To do:
Reproduce the listing below line for line, with no changes.

Information supplied:

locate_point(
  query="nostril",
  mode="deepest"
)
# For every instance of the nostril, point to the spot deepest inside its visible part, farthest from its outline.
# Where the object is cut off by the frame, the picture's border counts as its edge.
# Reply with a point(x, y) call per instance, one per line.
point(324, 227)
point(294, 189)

Result of the task:
locate_point(
  query="nostril",
  mode="deepest"
)
# For every instance of the nostril, point to the spot deepest inside its visible part, farthest from its outline.
# Where the object is cut off by the frame, the picture's border counts as its edge.
# Reply with a point(x, y) call per instance, one per line.
point(324, 227)
point(294, 189)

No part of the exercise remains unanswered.